During this apprentice period as a blogger I have learned and relearned how difficult it is to reconcile my interest in constructive dialogue on highly contested subject-matters with sustaining a tone of civility. Especially with respect to the Palestine/Israel struggle I have periodically failed, angering especially those who feel that their support of Israel is either inappropriately rejected or ignored. This anger is turned in the direction of personal insults directed either at me or at writers of comments, which induces those at the receiving end to reply in kind, and the result is a loss of civility, which alienates many other readers who tire of such futile and mean-spirited arguments.
By way of clarification, let me acknowledge that I regards two types of interaction as satisfying my goal of ‘constructive dialogue’: conversations between likeminded on matters of shared interest; exchange of views between those who adopt antagonistic positions on an array of concerns ranging from cultural assessment to political analysis. To favor conversations with likeminded means favoring those who share my convictions with respect to the themes addressed in posts, and is viewed as ‘bias’ by those who do not share these convictions. I feel unapologetic about this encouragement of conversation among the likeminded.
Some of my harshest critics complain that I am one-sided or stifle the freedom of expression of those whose comments I exclude on grounds of civility, the avoidance of hate speech, and the rejection of serial submissions of views. It is true that I have decided against an open comments section in which anything goes, and seek to avoid having the debate on attitudes toward Israel dominate the blog, although it is admittedly my own recurring preoccupation and commitment. It is also the case that I feel a need to be protective toward the Palestinians who are massively victimized by their prolonged conditions of displacement, occupation, statelessness, and acute insecurity, a historical circumstance that combines tragedy and injustice. And I will not hide my solidarity with the struggle of the Palestinians to realize their rights under international law, which has been my overriding commitment during the past five years while having serving in the position of Special Rapporteur for Occupied Palestine on behalf of the UN Human Rights Council. My attempt to be an honest witness has from the outset prompted accusations of bias by defenders of Israel. Such accusations have been substantiated by my detractors through distorted presentations of my views on an array of unrelated issues including 9/11, American foreign policy, the Iranian Revolution. I mention this personal embattlement only becausthese personal attacks use as evidence statements from my posts that are taken out of context and given inflammatory interpretations, especially by the NGO, UN Watch. What has been most disturbing for me is the extent to which such
a defamatory campaign, broadly centered on allegations that I am an anti-Semitic and a self-hating Jew, has led to calls for my resignation or dismissal by highly placed individuals at the UN or in leading governments. In my view, a toxic political environment has been deliberately generated, which pepper sprays anyone, especially if in a formal position of some influence, who dares to offer strong criticisms of Israel’s behavior or shows clear support for the Palestinian struggle.

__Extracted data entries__
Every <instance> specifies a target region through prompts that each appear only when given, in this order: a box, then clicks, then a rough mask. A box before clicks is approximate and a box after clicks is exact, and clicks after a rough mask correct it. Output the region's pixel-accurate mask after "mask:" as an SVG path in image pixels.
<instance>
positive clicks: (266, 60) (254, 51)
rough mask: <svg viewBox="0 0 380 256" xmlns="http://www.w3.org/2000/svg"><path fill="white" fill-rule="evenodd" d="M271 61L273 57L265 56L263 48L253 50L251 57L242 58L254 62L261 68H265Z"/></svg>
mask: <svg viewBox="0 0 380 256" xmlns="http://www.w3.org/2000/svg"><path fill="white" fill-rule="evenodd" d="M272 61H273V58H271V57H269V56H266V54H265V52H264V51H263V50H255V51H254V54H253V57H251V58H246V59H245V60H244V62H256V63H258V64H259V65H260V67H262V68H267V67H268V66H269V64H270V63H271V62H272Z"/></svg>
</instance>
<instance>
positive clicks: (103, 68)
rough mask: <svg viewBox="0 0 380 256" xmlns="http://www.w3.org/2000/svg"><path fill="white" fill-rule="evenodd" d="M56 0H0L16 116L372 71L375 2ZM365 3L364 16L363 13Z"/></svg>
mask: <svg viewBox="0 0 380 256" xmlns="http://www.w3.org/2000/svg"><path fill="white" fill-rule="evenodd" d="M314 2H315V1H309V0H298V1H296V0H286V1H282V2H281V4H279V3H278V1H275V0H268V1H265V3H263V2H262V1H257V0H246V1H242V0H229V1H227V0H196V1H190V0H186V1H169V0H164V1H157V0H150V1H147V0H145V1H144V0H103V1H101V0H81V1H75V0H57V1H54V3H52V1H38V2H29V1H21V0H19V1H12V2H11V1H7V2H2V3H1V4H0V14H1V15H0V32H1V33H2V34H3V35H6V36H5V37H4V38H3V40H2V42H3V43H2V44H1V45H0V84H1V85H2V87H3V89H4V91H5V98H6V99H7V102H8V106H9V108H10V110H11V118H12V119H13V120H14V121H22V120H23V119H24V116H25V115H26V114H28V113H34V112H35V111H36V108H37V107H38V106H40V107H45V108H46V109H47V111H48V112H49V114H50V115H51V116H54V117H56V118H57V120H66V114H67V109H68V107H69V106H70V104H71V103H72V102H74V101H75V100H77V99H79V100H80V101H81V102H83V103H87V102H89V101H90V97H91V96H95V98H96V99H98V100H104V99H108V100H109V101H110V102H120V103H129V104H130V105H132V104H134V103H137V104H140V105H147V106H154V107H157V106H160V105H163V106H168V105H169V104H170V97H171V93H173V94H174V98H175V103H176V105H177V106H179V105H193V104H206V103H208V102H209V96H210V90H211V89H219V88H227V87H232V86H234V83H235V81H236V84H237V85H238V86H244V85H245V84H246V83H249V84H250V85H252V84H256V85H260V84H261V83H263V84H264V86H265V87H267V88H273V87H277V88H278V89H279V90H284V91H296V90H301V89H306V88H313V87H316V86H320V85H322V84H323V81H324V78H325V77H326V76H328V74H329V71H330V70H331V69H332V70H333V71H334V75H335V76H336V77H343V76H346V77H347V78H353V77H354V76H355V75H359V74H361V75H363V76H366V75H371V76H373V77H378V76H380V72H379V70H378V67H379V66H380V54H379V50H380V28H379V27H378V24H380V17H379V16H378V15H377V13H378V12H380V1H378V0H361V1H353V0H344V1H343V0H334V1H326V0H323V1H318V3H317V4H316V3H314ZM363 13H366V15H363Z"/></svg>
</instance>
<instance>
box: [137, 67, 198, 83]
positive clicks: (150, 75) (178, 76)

__REQUIRED WORK__
#1 Which NGO does the blog post name as giving inflammatory interpretations to out-of-context statements from the writer's posts?
#2 Print the part of the blog post from "During this apprentice" up to and including "and mean-spirited arguments.".
#3 Write what comes next in the blog post about civility in debating Palestine and Israel, starting after its final sentence.
The entries are separate material with no connection to the blog post.

__ANSWERS FOR EACH ITEM__
#1 UN Watch

#2
During this apprentice period as a blogger I have learned and relearned how difficult it is to reconcile my interest in constructive dialogue on highly contested subject-matters with sustaining a tone of civility. Especially with respect to the Palestine/Israel struggle I have periodically failed, angering especially those who feel that their support of Israel is either inappropriately rejected or ignored. This anger is turned in the direction of personal insults directed either at me or at writers of comments, which induces those at the receiving end to reply in kind, and the result is a loss of civility, which alienates many other readers who tire of such futile and mean-spirited arguments.

#3
Perhaps, in the end, there is no way around monitoring the flow of comments, seeking to make difficult choices as to which seem to inform or
usefully challenge and those that are merely arguing from fixed positions or submitting a comment that demeans others. Often comments contain a mixture of what is usefully substantive and what I find destructively mean-spirited, and it necessitates a choice.
One of the difficulties I have found is that there is a genuine disagreement as to the scope of ‘anti-Semitism.’ The maximalist Zionist position, that has proved very influential in North America and Western Europe, is that harsh criticism of Israel, given that Israel is a self-proclaimed Jewish state and a reality shaped by the experience of the Holocaust, is properly classified as a hateful form of ‘anti-Semitism.’ In effect, such a broad view of anti-Semitism, provides an all-purpose shield of impunity, which has allowed Israel to defy international law in the most flagrant ways (2004 World Court Advisory Opinion on the Separation Wall; 2006 attacks on Lebanon; Gaza military operations of 2008-09, 2012—Goldstone Report; Mavi Marmara incident of 2010; settlement expansion) without enduring any serious adverse diplomatic consequences.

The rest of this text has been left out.